These interviews are effective in both fostering empathy for the members of Heaven’s Gate and countering a media-driven stereotype of “crazy” or “brainwashed” cult members; they also make clear that some members found freedom and greater purpose in something that many people would find constraining or controlling. The interviews with surviving relatives of members—in particular, Nettles’s daughter Terri and Kelly Cooke, whose parents passed away in the mass suicide—are especially moving, and provide much-needed perspective on the group’s unfortunate end. Several of the scholars interviewed in the doc point out that the societal changes that took place in the 1960s and 1970s—including a new emphasis on individual spiritual exploration and enlightenment—were key to the creation and relative longevity of a group like Heaven’s Gate.
The value of Heaven’s Gate: The Cult of Cults lies in its willingness to ask tough questions and sit with the lack of simple answers.

━━━━━━━━

ACTIVITY LIST:
(A) Answer these questions using the passage on the Heaven's Gate documentary:
(i) Which two surviving relatives of members are named as giving especially moving interviews?
(ii) According to several of the scholars interviewed, the societal changes of which decades were key to the creation of a group like Heaven's Gate?
(iii) In what does the value of the documentary lie?
(B) Carry on the passage on the Heaven's Gate documentary, starting after its final sentence.

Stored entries

━━━━━━━━

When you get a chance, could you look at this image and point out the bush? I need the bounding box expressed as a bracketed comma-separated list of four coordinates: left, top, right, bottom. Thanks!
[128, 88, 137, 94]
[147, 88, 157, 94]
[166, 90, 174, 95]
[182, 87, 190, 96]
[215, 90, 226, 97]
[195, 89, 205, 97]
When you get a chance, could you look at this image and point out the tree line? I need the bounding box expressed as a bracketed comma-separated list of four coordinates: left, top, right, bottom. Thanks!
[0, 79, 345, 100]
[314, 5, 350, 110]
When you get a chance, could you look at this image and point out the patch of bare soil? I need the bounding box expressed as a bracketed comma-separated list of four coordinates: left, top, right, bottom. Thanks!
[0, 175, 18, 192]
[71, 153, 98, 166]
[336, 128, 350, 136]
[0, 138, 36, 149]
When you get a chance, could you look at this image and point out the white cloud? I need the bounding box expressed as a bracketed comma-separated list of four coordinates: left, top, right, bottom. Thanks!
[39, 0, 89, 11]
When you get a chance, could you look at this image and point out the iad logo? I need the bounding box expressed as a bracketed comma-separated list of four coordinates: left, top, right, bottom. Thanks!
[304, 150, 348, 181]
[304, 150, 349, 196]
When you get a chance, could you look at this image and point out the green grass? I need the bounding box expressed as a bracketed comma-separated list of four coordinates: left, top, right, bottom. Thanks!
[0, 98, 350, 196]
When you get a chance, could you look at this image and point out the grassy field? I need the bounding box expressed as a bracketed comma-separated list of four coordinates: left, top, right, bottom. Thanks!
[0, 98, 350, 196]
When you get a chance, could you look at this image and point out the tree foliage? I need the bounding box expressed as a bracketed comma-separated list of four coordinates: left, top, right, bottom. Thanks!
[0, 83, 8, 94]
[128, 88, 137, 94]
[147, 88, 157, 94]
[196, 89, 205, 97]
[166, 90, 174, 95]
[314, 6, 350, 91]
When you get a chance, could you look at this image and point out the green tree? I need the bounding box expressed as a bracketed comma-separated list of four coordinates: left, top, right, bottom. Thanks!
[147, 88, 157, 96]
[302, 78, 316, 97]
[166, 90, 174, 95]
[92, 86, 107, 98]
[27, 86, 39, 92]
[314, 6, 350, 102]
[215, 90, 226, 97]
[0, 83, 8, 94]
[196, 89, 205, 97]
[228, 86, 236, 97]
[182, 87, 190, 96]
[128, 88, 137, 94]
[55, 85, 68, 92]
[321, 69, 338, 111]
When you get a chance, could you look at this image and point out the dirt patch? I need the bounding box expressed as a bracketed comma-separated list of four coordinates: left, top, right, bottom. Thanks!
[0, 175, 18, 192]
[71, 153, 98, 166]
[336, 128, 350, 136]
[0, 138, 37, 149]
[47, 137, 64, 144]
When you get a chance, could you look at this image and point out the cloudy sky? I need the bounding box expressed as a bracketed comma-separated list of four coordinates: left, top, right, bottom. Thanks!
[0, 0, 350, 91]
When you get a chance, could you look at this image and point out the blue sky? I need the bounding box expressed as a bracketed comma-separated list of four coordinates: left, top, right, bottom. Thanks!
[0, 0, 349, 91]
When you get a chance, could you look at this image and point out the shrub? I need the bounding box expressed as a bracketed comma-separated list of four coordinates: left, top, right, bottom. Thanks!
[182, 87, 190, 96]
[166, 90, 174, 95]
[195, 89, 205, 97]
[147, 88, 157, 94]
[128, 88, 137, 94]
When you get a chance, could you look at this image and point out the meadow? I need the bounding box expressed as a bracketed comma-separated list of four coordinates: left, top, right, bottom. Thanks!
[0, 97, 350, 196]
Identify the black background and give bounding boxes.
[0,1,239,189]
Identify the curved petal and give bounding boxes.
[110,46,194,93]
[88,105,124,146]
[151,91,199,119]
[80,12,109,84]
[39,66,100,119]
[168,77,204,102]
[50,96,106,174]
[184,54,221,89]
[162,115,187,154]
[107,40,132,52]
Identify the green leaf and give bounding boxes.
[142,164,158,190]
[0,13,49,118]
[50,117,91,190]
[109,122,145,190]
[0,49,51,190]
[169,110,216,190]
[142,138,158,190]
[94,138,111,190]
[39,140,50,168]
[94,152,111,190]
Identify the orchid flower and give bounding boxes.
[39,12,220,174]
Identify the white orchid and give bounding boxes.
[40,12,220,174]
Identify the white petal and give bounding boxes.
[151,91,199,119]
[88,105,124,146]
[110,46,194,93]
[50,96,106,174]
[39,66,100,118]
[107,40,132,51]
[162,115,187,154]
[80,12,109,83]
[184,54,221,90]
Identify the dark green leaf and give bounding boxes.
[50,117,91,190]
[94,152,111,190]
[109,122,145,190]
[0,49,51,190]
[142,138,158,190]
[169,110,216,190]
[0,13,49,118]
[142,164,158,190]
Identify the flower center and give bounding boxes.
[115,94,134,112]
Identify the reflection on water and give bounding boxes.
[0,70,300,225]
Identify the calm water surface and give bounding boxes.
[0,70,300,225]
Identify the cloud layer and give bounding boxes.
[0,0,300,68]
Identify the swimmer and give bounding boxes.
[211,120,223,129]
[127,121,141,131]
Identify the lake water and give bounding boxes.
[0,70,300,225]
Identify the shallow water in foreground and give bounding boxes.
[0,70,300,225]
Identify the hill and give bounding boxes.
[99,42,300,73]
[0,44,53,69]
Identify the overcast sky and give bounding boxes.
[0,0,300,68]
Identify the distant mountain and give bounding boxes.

━━━━━━━━

RESULTS IN ORDER:
(A)
(i) Nettles's daughter Terri and Kelly Cooke.
(ii) The 1960s and 1970s.
(iii) In its willingness to ask tough questions and sit with the lack of simple answers.

(B)
Interviews with the former members, too, seem to mirror this—several of them talk about seeking a greater purpose in following something bigger than themselves. Some felt like they had found that greater purpose by following Applewhite and Nettles (who were also nicknamed Do and Ti, after the “Do-Re-Mi” song from The Sound of Music). The heartrending interviews with the relatives who were left behind, however, serve as a reminder that actions such as leaving family—in some cases, children—to follow a spiritual movement such as Heaven’s Gate also has consequences. The use of animated sequences to portray moments that might otherwise be impossible to capture is also moving. As Terri Nettles recalls the strong bond between mother and daughter, for instance, animated versions of them are shown sitting on a large porch swing as they look up at the stars; as Terri describes her mother’s 1985 death—she wasn’t told about it until a year later—the elder Nettles is shown floating up to space from the porch swing as her daughter looks on.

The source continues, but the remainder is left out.